HCI is beyond hyperconvergence. It is about building apps faster, simpler. It is about writing apps once and deploying them anywhere.

Helping to make this goal a reality, Nutanix today announces that its HCI will be available on Microsoft Azure.

“This means we will be running all of our software inside Azure; and now we have it running inside two of the hyperscalers,” Pandey says.

The two companies will word together to fuse on on-premise and off-premise infrastructure, he adds.

The partnership will enable both companies to deliver a hybrid solution with seamless application, data, and license mobility as well as unified management across on-premises and Azure environments, using Nutanix Clusters on Azure.

As a result of the partnership, Nutanix and Microsoft will deliver:

* Nutanix Clusters on Azure: As part of this collaboration, both companies will focus on extending Nutanix hybrid cloud infrastructure to Azure. The collaboration will include the development of Nutanix-ready nodes on Azure to support Nutanix Clusters and services. Customers running workloads on Nutanix Clusters on Azure will benefit from Azure Hybrid Benefit as well as extended security updates to improve cost, security, and efficiency. They will also be able to deploy and manage Azure instances from Nutanix’s management interface. This will deliver a consistent experience, tooling, and operational practices. Most importantly, it will enable customers to run hybrid workloads seamlessly across private and public clouds without needing to rearchitect their applications. This solution aims to provide the flexibility of choosing the right cloud for each workload, without the operational and technical challenges of managing multiple environments, potentially resulting in significant cost savings to the customer.

Lines of data
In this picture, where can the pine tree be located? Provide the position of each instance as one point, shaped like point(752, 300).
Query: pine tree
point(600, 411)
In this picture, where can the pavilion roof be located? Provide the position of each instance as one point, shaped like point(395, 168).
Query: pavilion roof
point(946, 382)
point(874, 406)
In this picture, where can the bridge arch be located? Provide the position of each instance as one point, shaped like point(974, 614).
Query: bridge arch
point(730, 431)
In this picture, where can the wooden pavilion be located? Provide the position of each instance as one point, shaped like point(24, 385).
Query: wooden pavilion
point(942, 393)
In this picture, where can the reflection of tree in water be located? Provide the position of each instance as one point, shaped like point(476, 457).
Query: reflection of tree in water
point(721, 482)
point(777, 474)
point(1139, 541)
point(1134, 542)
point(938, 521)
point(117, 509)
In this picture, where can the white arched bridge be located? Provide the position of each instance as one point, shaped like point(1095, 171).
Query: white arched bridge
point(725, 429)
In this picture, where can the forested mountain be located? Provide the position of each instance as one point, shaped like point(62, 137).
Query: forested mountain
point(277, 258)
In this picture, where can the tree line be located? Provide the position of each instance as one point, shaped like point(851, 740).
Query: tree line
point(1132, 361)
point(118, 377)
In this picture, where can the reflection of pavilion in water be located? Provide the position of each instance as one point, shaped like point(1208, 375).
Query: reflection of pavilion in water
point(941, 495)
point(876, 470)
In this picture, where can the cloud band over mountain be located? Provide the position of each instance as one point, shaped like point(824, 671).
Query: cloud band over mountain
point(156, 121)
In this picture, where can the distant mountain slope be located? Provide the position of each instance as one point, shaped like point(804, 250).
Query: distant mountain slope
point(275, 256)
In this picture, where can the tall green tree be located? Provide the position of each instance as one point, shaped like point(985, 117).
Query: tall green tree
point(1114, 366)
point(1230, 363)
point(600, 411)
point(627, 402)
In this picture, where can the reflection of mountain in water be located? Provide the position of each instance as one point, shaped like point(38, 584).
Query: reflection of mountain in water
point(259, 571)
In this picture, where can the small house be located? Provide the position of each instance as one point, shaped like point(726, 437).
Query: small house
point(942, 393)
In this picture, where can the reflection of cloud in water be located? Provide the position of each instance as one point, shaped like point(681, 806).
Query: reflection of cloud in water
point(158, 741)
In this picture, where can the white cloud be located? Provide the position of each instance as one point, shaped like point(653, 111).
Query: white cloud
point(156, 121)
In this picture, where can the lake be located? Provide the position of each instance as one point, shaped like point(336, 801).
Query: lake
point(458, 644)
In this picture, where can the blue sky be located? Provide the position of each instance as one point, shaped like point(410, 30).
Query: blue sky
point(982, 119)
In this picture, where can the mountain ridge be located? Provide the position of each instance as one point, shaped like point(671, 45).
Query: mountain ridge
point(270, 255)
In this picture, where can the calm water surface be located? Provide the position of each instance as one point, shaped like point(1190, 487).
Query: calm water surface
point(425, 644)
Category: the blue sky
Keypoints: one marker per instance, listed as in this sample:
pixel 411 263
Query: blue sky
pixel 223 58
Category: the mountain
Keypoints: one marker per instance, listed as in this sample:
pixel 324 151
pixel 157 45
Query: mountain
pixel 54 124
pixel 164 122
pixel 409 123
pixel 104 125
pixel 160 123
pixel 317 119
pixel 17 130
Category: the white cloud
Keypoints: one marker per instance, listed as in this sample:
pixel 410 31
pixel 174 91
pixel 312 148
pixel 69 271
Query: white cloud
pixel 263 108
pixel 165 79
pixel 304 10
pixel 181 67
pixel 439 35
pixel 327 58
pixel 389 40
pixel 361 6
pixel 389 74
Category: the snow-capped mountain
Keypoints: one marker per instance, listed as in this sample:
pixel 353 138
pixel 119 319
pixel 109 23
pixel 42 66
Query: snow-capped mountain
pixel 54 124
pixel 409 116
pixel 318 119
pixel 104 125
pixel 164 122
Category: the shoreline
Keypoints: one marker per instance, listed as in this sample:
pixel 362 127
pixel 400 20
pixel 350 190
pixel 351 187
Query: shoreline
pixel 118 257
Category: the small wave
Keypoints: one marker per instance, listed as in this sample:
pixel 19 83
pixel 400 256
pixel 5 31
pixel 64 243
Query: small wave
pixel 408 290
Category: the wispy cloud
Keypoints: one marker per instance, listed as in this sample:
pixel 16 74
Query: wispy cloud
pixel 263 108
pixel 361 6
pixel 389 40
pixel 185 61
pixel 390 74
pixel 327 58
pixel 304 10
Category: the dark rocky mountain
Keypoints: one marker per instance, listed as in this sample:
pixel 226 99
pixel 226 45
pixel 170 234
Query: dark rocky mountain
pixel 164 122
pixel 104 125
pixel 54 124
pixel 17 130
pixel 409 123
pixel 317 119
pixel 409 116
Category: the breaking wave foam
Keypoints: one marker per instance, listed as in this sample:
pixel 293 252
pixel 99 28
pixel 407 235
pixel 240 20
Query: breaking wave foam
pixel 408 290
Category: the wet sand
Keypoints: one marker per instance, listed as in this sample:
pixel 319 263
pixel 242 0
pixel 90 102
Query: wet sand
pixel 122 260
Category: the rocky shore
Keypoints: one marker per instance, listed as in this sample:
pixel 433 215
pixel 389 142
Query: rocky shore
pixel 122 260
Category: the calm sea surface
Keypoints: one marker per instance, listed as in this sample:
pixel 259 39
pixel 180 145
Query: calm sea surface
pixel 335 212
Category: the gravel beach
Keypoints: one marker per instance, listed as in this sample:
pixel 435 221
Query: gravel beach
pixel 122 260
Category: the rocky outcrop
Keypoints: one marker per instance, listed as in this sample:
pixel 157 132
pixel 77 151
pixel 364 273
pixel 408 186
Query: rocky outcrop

Given problem – Reproduce the section of the Nutanix excerpt that starts with "HCI is beyond" and finishes with "infrastructure, he adds.", swapping "hyperscalers" for "public clouds".

Response below –
HCI is beyond hyperconvergence. It is about building apps faster, simpler. It is about writing apps once and deploying them anywhere.

Helping to make this goal a reality, Nutanix today announces that its HCI will be available on Microsoft Azure.

“This means we will be running all of our software inside Azure; and now we have it running inside two of the public clouds,” Pandey says.

The two companies will word together to fuse on on-premise and off-premise infrastructure, he adds.